* [Your instructions] Please output the entries below from the line that contains "segment green grass blade" through the final line, reproduced exactly and alone.

Exercise material start

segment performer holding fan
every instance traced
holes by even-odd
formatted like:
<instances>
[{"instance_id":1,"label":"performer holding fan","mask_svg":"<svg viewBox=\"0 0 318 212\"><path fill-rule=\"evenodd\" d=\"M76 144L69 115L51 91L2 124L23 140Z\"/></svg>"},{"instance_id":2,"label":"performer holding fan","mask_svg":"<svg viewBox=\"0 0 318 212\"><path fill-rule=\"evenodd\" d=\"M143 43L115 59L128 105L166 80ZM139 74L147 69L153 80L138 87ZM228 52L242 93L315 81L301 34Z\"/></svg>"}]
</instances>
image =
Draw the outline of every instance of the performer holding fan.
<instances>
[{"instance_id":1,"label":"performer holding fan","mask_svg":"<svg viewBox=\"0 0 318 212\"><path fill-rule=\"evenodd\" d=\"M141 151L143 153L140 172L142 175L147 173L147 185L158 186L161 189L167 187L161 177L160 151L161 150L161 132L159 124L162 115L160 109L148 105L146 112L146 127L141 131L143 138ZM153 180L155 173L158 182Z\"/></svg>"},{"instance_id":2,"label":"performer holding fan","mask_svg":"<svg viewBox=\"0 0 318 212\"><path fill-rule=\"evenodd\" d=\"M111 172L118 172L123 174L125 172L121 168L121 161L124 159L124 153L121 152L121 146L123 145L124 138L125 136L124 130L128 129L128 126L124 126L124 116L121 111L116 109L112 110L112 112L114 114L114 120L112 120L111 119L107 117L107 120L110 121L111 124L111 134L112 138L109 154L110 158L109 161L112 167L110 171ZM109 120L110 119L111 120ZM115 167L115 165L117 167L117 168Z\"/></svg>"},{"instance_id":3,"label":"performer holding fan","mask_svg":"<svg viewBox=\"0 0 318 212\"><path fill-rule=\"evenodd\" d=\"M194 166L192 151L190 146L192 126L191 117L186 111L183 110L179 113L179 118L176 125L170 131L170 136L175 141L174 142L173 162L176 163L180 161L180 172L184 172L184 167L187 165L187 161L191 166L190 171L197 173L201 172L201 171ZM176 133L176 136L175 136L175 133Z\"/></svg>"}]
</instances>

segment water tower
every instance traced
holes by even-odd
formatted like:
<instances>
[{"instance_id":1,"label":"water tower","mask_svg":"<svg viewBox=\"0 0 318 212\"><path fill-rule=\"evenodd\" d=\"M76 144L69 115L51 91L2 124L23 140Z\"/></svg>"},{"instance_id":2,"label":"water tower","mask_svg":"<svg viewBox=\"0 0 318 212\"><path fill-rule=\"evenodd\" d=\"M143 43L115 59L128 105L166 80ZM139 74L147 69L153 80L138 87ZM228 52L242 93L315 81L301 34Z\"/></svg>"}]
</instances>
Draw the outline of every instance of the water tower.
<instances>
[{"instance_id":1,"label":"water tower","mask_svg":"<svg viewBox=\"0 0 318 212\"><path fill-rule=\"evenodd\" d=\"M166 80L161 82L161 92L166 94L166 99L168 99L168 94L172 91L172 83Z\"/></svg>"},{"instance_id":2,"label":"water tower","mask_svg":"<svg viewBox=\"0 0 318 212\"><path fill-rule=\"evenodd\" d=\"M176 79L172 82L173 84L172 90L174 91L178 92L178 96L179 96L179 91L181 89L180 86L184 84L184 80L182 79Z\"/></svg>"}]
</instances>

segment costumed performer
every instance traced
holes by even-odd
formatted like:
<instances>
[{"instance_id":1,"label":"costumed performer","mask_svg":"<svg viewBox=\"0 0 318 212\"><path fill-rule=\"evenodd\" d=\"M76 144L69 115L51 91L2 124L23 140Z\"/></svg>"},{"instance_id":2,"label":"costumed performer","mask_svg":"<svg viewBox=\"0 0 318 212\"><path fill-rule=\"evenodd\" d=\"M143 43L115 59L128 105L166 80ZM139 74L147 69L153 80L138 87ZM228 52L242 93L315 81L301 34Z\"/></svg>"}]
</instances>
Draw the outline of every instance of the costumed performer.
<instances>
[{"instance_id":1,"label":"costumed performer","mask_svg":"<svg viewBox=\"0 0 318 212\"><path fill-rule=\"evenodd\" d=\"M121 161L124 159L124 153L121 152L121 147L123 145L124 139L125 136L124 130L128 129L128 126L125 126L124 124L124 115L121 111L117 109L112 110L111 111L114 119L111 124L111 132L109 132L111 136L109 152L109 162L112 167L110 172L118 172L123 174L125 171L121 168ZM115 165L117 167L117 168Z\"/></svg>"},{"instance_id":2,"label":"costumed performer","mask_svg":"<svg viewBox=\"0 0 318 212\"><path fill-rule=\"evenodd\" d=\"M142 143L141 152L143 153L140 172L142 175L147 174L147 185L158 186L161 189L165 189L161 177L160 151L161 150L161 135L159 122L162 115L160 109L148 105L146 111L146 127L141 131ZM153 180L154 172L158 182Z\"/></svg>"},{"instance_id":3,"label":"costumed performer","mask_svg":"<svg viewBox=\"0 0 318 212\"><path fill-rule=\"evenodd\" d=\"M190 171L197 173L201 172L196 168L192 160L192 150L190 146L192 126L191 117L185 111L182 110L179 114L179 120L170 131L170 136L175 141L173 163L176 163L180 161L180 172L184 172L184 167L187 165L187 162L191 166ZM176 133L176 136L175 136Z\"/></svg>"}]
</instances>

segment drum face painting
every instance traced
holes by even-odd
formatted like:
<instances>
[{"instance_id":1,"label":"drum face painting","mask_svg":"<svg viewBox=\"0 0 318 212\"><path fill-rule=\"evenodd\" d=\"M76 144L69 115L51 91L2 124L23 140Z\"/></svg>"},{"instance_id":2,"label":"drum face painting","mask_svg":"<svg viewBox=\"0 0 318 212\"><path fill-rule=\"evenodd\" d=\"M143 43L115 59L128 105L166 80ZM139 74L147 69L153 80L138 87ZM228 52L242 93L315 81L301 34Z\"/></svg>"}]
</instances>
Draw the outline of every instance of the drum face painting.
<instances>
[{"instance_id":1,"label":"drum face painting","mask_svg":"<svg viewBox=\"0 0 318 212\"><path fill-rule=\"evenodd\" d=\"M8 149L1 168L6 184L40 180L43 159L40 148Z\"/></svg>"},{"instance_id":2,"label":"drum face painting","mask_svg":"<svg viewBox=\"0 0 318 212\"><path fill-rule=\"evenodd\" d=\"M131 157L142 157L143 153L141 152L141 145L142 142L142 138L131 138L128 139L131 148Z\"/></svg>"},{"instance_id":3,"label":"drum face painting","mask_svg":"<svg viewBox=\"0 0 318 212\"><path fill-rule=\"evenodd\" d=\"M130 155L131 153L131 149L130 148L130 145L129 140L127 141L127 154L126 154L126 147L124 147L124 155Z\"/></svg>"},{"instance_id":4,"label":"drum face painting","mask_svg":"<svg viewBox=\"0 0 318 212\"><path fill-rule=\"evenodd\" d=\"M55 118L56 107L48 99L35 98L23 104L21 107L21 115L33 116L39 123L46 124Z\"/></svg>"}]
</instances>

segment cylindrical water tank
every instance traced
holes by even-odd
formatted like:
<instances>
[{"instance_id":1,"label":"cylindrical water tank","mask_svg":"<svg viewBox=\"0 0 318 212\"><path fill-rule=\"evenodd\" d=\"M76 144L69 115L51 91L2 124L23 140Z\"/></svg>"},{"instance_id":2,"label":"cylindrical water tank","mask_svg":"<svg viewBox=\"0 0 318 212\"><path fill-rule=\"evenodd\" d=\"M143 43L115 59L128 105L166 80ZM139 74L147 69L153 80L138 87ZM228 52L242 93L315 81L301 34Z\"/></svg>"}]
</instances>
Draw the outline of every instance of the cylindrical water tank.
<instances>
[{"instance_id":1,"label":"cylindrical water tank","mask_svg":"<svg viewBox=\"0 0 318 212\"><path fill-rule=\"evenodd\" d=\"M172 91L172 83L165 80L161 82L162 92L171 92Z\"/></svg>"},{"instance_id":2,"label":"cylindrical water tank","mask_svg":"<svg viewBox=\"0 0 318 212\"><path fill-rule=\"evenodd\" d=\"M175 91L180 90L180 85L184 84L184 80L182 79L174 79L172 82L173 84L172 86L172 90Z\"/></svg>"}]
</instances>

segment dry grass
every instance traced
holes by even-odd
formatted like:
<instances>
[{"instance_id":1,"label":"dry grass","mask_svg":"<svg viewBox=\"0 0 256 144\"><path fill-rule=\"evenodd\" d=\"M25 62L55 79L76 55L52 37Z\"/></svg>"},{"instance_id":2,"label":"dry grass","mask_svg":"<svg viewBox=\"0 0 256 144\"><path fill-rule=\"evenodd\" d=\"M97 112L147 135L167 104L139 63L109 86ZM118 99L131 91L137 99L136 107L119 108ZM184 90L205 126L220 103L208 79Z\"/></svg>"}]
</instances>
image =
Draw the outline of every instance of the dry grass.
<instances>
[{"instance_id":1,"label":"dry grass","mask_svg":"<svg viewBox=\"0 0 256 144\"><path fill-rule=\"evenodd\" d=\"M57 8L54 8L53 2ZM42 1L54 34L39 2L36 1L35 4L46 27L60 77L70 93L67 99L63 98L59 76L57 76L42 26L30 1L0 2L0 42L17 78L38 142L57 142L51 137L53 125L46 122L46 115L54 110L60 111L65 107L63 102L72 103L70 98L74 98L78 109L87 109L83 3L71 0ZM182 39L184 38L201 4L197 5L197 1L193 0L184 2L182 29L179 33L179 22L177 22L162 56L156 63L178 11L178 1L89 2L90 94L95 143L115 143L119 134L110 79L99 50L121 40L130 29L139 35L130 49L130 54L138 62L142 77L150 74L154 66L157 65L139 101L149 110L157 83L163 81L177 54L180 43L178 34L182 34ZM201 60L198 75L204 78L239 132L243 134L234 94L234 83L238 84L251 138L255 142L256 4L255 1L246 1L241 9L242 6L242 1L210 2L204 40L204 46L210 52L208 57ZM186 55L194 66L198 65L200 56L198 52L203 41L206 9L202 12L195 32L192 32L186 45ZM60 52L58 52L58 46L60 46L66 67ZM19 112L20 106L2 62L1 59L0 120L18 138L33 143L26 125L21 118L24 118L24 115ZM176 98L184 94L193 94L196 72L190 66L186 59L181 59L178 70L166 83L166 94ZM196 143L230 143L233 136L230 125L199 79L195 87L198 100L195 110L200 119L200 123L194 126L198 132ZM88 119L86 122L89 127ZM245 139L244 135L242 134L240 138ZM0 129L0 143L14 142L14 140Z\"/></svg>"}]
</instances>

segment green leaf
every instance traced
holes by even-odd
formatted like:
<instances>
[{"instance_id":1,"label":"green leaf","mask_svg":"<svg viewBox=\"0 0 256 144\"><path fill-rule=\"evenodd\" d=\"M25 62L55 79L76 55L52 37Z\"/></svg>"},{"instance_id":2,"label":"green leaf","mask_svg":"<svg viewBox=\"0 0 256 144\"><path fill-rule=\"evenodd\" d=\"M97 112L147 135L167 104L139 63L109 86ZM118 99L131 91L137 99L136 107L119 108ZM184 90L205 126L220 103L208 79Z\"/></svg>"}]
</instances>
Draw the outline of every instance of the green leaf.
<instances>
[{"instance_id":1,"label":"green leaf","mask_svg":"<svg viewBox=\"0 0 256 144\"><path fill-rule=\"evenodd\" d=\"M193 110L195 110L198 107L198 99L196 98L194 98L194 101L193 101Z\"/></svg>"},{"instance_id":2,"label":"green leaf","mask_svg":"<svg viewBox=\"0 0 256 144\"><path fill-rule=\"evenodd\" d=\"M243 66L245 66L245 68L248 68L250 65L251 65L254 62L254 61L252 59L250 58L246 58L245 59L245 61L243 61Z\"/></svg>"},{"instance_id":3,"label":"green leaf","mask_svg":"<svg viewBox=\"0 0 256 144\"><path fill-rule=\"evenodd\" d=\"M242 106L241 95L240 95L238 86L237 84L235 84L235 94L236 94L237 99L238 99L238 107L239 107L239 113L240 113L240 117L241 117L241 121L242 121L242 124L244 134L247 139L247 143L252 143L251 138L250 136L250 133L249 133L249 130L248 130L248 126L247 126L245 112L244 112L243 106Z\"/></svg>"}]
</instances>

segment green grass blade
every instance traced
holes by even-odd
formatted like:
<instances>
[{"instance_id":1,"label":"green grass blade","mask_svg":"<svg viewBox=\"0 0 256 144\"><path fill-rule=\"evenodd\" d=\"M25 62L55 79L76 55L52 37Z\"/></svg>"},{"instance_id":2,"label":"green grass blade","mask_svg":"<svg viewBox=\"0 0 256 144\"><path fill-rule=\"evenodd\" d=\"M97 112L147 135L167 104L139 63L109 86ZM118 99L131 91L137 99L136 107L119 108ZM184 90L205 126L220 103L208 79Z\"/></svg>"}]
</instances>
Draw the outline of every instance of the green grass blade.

Exercise material end

* [The output]
segment green grass blade
every instance traced
holes by even-odd
formatted like:
<instances>
[{"instance_id":1,"label":"green grass blade","mask_svg":"<svg viewBox=\"0 0 256 144\"><path fill-rule=\"evenodd\" d=\"M25 62L55 79L76 55L52 37Z\"/></svg>"},{"instance_id":2,"label":"green grass blade","mask_svg":"<svg viewBox=\"0 0 256 144\"><path fill-rule=\"evenodd\" d=\"M97 112L147 135L167 104L139 63L109 86ZM118 99L131 91L137 99L136 107L119 108ZM184 90L205 126L220 103L208 79Z\"/></svg>"}]
</instances>
Draw the outline of every instance of the green grass blade.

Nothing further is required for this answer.